#### Challenge:
Print these records line for line with no changes, omitting the pictures.

Rows from a segmentation dataset
++++++++
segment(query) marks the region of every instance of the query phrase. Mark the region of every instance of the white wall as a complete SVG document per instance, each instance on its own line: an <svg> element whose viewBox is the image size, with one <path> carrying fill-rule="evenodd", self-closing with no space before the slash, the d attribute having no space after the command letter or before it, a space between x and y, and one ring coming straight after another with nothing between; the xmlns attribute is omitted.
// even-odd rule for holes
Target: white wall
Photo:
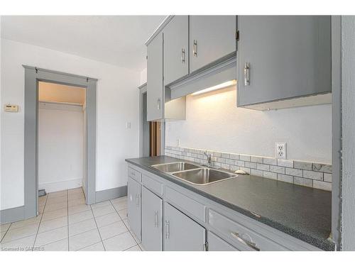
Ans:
++++++++
#### Written answer:
segment(query) marks the region of every instance of the query phrase. Mark the region of every instance of the white wall as a complete SVG document per instance, each instance on its own line: an <svg> element whose viewBox is the image size, with one <path> carrying fill-rule="evenodd", self-closing with no space before the slash, the d attribute having no space after the command letter or before it, a space between x and y, and one ring coming straight after another with nothing between; the xmlns attribute is omitted.
// even-odd rule for holes
Target: white wall
Photo:
Ans:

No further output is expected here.